• STATED EXERCISE: Copy every entry below word for word, but leave the pictures out.

[Named-object pointing entries]
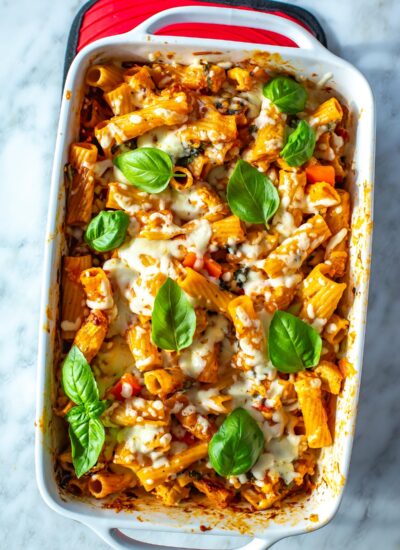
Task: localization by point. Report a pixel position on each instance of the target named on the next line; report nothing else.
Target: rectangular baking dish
(312, 61)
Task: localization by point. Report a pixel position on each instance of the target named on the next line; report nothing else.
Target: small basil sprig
(237, 445)
(287, 94)
(86, 431)
(107, 230)
(147, 168)
(300, 145)
(293, 345)
(173, 320)
(251, 195)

• WRITTEN ANSWER:
Task: localization by point. Report a pixel position on each instance of the target named on the next line; report nothing else.
Target: rectangular baking dish
(312, 61)
Task: localization by point. Report a pixel position on each instance of the target named on the next line; report nothing else.
Target: small basil sprig
(237, 445)
(287, 94)
(86, 431)
(107, 230)
(147, 168)
(300, 145)
(293, 345)
(173, 320)
(251, 195)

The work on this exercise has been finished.